Extract to read:

----

When I was a kid, I somehow got it into my head that breaking bottles and perferating tin cans was a worthwhile pursuit, and bought myself a pellet gun. It occured to me one day that my pellet gun had some serious limitations in rate of fire, range, accuracy and power. So I begged my parents to get me a .22 rifle and a few months later I was the proud owner of a Ruger 10/22. It grew and grew from there (although it shrunk a couple of times too thanks to the Nazi regimes we tend to get in this country nowadays) until I one day realised that guns wern't just fun, they were important for other things too, like not being forced to wear a star on my shirt, and not getting stabbed in the face.
 
Grew up around 'em, sort of -- went deer hunting every year with my dad. Never had handguns, never thought of self defense. After I got married, I had a battered old .22 rifle underneath my bed, but rarely got it out.

Fast forward a few years. Husband and I finally made our escape from urban life. We moved to a house in the country on a busy-ish rural highway. I was pregnant with Baby #5, and husband worked late-night hours.

Right around the time the first drunk crashed into our ditch and asked to use the phone, it occurred to me that perhaps I should have a gun or something for defense. By the time the second one did so (two weeks later), I knew I really ought to get past the "ought to" and into action.

When I got serious about making our house safer, we first bought throw-out-the-window fire ladders for upstairs. And more smoke alarms. And brighter lights for the outside areas. And better locks for the doors. Then we went looking for a gun.

At first I thought I wanted a shotgun for defense. That's what everybody says to do, right? Get a shotgun, you don't even have to aim it, just the noise will make an intruder crap his pants. Put it up high where the kids can't get it.

----

[Stored items]
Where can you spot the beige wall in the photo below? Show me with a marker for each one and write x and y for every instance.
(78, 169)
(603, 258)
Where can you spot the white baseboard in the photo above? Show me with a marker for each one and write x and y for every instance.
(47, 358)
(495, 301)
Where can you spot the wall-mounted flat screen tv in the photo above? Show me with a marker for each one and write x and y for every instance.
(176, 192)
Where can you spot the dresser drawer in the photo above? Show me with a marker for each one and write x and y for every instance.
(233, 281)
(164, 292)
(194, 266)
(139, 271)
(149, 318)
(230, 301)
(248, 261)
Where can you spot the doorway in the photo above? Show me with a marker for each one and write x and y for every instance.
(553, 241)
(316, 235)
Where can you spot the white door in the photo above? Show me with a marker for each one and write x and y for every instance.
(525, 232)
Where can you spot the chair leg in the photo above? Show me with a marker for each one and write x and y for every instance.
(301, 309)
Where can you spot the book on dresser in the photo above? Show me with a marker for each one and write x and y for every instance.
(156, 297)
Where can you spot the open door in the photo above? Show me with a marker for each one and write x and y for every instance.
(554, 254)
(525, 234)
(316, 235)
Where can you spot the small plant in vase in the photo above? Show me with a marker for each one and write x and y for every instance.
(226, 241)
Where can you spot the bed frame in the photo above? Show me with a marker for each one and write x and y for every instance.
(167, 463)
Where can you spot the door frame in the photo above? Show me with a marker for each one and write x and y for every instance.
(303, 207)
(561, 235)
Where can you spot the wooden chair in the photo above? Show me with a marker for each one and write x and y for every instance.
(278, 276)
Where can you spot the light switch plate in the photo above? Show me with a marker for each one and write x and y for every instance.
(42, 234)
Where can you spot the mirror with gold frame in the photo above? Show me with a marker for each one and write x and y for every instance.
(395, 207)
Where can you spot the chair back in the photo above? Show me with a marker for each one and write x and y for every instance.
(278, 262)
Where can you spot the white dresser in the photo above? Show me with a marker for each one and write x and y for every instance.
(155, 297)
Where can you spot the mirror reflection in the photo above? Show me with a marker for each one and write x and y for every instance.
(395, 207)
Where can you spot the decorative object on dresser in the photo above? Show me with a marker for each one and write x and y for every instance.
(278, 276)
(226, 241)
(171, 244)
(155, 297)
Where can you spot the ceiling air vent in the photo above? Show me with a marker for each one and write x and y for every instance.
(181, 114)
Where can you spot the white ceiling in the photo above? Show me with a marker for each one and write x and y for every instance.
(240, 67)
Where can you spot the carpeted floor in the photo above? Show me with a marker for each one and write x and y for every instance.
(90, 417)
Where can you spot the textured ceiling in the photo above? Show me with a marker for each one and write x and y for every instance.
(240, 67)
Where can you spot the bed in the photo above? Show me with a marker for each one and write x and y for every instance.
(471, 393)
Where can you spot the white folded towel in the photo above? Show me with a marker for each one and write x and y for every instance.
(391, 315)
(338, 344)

----

Requirement 1:
Decide whether each statement agrees with the passage on owning guns, answering yes or no and quoting the words that settle it: (a) In the opening paragraph, the writer asked their parents for a .22 rifle. (b) The second drunk driver ended up in the ditch a month after the first. (c) Fire ladders for upstairs were bought before anyone went looking for a gun.
Requirement 2:
Quote the passage on owning guns word for word, taking everything from "When I got serious" down to "looking for a gun.".

Full response 1:
(a) Yes: "So I begged my parents to get me a .22 rifle"
(b) No: "By the time the second one did so (two weeks later)"
(c) Yes: "we first bought throw-out-the-window fire ladders for upstairs"

Full response 2:
When I got serious about making our house safer, we first bought throw-out-the-window fire ladders for upstairs. And more smoke alarms. And brighter lights for the outside areas. And better locks for the doors. Then we went looking for a gun.